Lines from the one containing "vest. Return a box per instance." to the end of the entries below must be reproduced exactly, with both end lines kept and no other line added.

** Records for the exercise follows **

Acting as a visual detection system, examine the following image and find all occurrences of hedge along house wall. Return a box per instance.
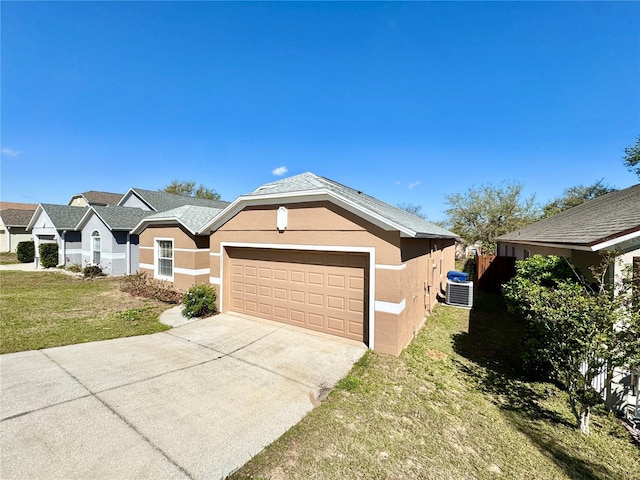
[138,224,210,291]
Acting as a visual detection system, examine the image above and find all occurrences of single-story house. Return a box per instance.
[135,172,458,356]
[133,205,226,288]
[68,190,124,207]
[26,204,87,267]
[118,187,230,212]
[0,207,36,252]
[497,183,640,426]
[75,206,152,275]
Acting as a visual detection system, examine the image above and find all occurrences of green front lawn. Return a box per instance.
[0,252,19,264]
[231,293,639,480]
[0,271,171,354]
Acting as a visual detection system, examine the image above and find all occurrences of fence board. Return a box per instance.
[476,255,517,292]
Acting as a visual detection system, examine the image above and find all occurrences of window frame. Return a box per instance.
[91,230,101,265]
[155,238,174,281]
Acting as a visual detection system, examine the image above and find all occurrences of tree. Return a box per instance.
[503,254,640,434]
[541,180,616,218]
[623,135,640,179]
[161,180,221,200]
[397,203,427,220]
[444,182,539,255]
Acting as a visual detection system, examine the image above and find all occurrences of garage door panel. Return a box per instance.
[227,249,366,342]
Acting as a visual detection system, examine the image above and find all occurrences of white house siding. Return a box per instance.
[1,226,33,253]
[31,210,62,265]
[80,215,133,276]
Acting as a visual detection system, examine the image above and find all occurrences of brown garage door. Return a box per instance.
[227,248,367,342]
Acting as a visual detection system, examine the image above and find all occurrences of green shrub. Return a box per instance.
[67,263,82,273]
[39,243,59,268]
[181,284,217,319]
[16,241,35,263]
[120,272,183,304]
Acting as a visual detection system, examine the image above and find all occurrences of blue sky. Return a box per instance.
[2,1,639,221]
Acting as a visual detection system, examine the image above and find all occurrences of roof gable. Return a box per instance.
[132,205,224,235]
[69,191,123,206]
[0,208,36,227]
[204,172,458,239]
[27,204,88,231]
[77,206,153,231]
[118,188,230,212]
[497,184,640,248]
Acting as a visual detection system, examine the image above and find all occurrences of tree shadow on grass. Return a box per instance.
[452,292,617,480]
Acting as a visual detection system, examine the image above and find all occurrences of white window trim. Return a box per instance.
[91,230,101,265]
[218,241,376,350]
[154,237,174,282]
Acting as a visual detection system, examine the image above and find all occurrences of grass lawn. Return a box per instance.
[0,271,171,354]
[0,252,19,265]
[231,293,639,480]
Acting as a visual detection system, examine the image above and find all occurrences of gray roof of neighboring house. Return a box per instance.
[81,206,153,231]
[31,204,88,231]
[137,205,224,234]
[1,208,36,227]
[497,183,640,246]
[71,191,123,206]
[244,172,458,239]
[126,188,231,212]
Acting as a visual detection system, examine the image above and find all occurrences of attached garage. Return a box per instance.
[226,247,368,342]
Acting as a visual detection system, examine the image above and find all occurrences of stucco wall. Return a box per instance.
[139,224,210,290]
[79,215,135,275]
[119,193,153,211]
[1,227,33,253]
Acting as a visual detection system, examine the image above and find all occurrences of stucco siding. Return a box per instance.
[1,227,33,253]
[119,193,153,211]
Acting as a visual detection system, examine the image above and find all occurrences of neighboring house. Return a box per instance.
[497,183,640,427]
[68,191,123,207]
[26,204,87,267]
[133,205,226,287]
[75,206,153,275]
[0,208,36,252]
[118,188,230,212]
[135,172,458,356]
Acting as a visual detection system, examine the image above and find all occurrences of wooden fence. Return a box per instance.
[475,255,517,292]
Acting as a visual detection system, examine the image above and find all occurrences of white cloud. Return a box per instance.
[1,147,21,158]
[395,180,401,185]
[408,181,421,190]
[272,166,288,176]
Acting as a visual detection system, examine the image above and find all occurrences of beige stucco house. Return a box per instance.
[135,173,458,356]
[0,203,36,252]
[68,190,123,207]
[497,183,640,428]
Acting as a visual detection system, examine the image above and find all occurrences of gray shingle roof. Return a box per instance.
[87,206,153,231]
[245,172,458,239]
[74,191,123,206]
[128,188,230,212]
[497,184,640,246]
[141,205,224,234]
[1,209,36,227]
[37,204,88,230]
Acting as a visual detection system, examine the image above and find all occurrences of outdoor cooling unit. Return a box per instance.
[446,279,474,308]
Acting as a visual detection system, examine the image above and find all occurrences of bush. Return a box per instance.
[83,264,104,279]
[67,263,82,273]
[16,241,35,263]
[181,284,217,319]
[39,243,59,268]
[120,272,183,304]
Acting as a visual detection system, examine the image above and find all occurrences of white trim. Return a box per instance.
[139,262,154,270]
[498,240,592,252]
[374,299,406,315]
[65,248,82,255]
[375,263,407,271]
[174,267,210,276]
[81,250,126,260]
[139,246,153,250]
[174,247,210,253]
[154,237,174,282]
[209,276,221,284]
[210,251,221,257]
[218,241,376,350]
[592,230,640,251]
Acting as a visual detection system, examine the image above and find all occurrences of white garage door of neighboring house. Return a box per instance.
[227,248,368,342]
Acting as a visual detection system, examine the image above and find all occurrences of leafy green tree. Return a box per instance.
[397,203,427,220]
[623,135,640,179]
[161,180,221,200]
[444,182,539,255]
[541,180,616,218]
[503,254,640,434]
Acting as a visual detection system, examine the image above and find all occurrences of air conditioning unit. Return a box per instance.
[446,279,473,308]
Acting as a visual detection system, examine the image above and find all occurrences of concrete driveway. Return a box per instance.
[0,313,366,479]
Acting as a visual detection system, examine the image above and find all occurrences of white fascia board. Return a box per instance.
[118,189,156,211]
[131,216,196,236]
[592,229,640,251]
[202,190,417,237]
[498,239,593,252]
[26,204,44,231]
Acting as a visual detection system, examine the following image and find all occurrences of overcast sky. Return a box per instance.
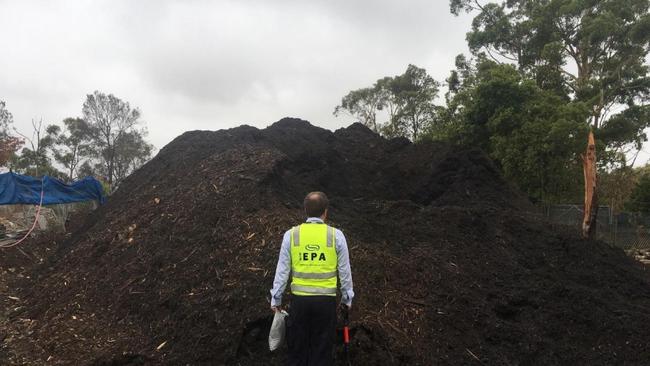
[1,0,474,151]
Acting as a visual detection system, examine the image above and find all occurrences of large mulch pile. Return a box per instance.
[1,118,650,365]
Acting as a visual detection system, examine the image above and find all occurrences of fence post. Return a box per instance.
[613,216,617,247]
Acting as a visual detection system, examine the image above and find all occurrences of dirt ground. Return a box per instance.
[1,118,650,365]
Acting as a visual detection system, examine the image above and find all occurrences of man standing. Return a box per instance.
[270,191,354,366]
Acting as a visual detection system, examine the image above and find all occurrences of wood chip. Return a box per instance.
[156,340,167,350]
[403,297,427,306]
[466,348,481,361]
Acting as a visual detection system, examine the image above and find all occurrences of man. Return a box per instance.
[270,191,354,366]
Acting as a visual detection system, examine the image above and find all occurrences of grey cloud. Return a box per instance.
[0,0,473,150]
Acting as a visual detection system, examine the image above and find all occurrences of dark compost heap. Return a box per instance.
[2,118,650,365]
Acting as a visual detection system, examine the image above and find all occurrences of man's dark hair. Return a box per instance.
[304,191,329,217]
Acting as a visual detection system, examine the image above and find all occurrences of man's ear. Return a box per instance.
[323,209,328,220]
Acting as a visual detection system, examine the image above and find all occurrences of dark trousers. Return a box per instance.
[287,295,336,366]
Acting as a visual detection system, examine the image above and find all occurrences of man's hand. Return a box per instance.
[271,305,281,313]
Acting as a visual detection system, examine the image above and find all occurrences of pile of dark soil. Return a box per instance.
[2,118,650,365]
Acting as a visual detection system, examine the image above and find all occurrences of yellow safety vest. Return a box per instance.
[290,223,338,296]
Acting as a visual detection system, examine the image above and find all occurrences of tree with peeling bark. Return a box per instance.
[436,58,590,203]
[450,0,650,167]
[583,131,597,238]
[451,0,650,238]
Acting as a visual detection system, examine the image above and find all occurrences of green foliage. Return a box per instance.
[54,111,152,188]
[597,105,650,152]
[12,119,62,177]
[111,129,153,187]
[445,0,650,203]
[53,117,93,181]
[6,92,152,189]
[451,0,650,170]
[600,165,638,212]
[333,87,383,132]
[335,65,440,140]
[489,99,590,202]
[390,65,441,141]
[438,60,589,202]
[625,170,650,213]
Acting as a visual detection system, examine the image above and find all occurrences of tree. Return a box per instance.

** End of Records for the exercise **

Your solution →
Acting as a visual detection system, examine the image above and find all occurrences of yellow safety vest. Return a box per instance.
[290,223,338,296]
Acting as a visual detection system, examine the image above and find all occurrences of tree with peeling bark. Return a box per instance.
[436,58,590,203]
[450,0,650,167]
[583,131,597,238]
[451,0,650,238]
Acting as a visual detection system, examine the image above and find all occurrences of green foliage. Return a box per instance.
[54,111,152,188]
[597,105,650,152]
[12,119,62,177]
[111,129,153,187]
[445,0,650,203]
[53,117,93,181]
[6,92,152,189]
[451,0,650,170]
[600,165,638,212]
[333,87,383,132]
[335,65,440,140]
[489,99,590,202]
[390,65,441,141]
[438,60,589,202]
[625,170,650,213]
Acting as a visual detection system, examine the image above and find all occurrences of tree. Return a box per instance.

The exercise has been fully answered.